§ **WHAT THIS TASK INVOLVES**
Pick up the text on γ-tubulin and PCNA after its final sentence and continue it.

Here we show that the nuclear accumulation of γ-tubulin during S phase progression and in response to DSBs facilitates the transport of cytosolic PCNA to the nucleus and to active origin of replication. PCNA is associated with γ-strings in centrosomes⁵⁵ and γSNBs²² and with γ-strings that span from the cytosolic compartment through the membranes and into the chromatin¹⁶. We found that reduced levels of γ-tubulin result in accumulation of PCNA in the cytoplasm, whereas expression of a PIP mutant affects the formation and the size of PCNA–γ-tubulin complexes and consequently attenuates the accumulation of PCNA in chromatin. Despite a decreased transport of PCNA, we observed accumulation of the DNA replication licensing factors Mcm5 and Mcm6, the PCNA chromatin-loading complex RFC, and DNA polymerase δ in the chromatin of cells expressing the PIP mutant, but the replication of individual DNA fibers was shorter. This implies that the reduced interaction of the PIP mutant with PCNA impairs the accumulation of PCNA in chromatin and slow down the replication rate during S phase execution, providing a novel mechanistic explanation for how PCNA present in the cytosol is recruited to chromatin.

Only one of the four antibodies tested recognized the unique conformation of chromatin-associated γ-tubulin⁴. Our analysis also revealed that the size of the nuclear pool of γ-tubulin is decreased in differentiated NSCs, implying that chromatin-associated γ-tubulin is necessary for maintenance of the proliferative potential. Accordingly, we found a positive correlation between the RNA expression of TUBG1 and PCNA in all types of tumors we investigated and also between the expression of both proteins in an ovarian cancer cohort, denoting a strong interrelationship between the γ-tubulin meshwork and PCNA in various tumors.

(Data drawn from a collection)
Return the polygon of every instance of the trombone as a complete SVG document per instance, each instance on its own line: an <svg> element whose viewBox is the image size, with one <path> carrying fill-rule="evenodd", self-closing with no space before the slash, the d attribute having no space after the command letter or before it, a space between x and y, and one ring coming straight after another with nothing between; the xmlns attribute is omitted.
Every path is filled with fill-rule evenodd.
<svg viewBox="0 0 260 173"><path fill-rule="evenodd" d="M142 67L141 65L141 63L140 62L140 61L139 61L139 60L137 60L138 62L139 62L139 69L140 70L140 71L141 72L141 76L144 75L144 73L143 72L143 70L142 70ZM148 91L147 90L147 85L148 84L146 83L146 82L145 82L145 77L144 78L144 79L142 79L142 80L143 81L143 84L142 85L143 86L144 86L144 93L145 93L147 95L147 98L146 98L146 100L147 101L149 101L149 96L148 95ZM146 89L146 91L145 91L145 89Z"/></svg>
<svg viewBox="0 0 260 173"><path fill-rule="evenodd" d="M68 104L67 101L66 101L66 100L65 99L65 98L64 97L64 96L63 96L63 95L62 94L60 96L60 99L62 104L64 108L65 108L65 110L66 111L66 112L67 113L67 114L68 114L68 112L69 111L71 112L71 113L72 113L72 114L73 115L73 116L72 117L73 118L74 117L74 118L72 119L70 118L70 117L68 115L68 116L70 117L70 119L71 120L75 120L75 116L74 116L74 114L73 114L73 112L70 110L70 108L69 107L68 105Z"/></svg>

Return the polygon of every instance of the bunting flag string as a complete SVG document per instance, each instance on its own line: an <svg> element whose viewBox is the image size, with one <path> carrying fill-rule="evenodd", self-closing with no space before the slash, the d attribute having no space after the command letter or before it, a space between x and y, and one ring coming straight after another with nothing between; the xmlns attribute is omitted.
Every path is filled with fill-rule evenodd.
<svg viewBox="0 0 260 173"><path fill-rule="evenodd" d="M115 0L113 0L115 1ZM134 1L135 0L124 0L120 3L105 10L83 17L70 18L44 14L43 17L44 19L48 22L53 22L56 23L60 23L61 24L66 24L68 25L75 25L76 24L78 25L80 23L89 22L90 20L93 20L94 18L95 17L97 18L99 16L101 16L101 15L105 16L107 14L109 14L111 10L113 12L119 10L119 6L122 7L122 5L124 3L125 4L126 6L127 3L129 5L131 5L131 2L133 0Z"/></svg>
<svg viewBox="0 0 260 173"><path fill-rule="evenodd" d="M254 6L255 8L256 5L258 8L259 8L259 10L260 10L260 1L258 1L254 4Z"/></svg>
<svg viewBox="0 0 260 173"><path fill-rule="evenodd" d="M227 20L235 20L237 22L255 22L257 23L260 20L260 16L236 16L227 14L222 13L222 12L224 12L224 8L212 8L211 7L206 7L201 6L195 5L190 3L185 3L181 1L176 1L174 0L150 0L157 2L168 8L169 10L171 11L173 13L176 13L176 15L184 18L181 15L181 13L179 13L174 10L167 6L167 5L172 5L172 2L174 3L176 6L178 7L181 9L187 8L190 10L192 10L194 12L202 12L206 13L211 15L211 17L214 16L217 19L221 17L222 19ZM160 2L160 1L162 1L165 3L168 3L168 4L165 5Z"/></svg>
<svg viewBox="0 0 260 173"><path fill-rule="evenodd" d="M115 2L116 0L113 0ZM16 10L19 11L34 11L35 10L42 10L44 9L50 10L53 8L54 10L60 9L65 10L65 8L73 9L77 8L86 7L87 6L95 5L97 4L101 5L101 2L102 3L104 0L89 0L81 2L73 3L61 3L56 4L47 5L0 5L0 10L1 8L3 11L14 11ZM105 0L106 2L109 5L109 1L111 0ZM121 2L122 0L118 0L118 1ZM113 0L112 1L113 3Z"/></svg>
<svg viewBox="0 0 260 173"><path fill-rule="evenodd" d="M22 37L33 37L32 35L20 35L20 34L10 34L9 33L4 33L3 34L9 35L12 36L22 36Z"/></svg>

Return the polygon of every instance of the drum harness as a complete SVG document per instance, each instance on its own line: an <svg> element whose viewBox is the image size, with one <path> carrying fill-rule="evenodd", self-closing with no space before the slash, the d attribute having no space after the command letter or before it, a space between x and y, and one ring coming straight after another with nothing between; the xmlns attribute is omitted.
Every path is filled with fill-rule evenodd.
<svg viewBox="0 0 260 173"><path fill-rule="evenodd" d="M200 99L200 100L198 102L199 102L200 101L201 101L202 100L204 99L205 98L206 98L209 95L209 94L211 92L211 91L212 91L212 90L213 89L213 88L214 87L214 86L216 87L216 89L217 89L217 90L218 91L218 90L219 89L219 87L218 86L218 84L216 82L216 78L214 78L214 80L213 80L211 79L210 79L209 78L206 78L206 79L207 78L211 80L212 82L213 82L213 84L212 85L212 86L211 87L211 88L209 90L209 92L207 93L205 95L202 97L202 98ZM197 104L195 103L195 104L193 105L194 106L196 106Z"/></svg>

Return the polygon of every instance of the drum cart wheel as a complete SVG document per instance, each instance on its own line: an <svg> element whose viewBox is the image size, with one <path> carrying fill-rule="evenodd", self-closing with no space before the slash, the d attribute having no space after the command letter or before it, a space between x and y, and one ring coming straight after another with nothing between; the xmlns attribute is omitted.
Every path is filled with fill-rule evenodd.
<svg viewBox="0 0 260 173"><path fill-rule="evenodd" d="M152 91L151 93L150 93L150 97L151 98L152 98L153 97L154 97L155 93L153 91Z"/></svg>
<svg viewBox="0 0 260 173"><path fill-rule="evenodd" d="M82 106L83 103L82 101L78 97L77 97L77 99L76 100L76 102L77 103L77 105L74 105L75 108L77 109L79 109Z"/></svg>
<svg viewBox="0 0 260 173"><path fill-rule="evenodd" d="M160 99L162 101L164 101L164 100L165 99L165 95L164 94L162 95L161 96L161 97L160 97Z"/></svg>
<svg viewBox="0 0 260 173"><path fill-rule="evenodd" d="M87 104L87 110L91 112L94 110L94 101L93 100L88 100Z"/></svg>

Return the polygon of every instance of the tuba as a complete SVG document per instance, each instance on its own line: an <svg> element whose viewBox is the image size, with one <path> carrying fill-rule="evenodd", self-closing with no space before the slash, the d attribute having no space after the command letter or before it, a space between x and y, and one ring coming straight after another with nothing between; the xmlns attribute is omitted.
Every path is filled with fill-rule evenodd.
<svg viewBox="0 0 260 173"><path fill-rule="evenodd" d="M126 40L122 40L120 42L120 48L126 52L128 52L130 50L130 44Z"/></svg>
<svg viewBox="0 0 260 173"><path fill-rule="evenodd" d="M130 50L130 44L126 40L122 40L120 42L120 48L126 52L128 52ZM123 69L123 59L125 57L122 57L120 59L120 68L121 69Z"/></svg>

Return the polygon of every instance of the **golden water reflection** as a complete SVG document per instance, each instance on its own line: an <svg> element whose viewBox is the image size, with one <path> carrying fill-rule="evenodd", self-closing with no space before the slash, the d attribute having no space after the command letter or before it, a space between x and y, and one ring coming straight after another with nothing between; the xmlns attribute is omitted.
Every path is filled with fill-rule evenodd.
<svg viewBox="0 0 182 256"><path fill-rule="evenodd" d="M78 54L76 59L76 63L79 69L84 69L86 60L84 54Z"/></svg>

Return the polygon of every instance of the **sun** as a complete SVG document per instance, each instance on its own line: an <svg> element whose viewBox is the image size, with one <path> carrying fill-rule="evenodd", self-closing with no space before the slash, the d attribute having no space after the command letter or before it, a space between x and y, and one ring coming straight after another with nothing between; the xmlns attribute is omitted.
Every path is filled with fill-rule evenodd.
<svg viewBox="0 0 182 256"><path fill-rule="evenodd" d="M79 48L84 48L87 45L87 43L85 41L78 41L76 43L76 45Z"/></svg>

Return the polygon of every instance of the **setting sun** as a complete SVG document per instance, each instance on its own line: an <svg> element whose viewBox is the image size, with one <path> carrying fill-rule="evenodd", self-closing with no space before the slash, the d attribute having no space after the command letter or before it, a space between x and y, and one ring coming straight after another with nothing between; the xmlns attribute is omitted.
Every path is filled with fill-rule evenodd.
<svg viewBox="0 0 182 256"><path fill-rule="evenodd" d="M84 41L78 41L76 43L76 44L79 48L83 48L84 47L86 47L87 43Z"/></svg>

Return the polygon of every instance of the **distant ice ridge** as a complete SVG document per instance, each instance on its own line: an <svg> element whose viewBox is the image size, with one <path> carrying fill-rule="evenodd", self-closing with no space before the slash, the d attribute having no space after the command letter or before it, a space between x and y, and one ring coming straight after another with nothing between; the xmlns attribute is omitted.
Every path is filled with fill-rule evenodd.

§ **WRITTEN ANSWER**
Removal or disruption of the centrosomes or decreased levels of γ-tubulin cause G1 arrest^2,5,11,48,56. In addition, we find that the PCM shuttles between chromatin-associated CCC foci. Considering these observations, along with the many reports describing that the PCM acts as a signal hub that brings together various checkpoint proteins during cell division and DNA damage response⁵⁷, it seems that γ-strings in centrosomes⁵⁵, nuclear envelope¹⁶, nucleoli²², and chromatin^2,3,20,22 may serve: first, as structuring elements that assist in the transport of cytosolic proteins to certain nuclear domains such as origin of replication or nucleoli, and second, as docking and sculpturing tools for the expansion of protein foci during DNA replication. In support of this hypothesis, reduced levels of γ-tubulin or mutations in the γ-tubulin PIP motif lead to accumulation of PCNA in the cytoplasm and a subsequent reduction in the amount of chromatin-associated PCNA.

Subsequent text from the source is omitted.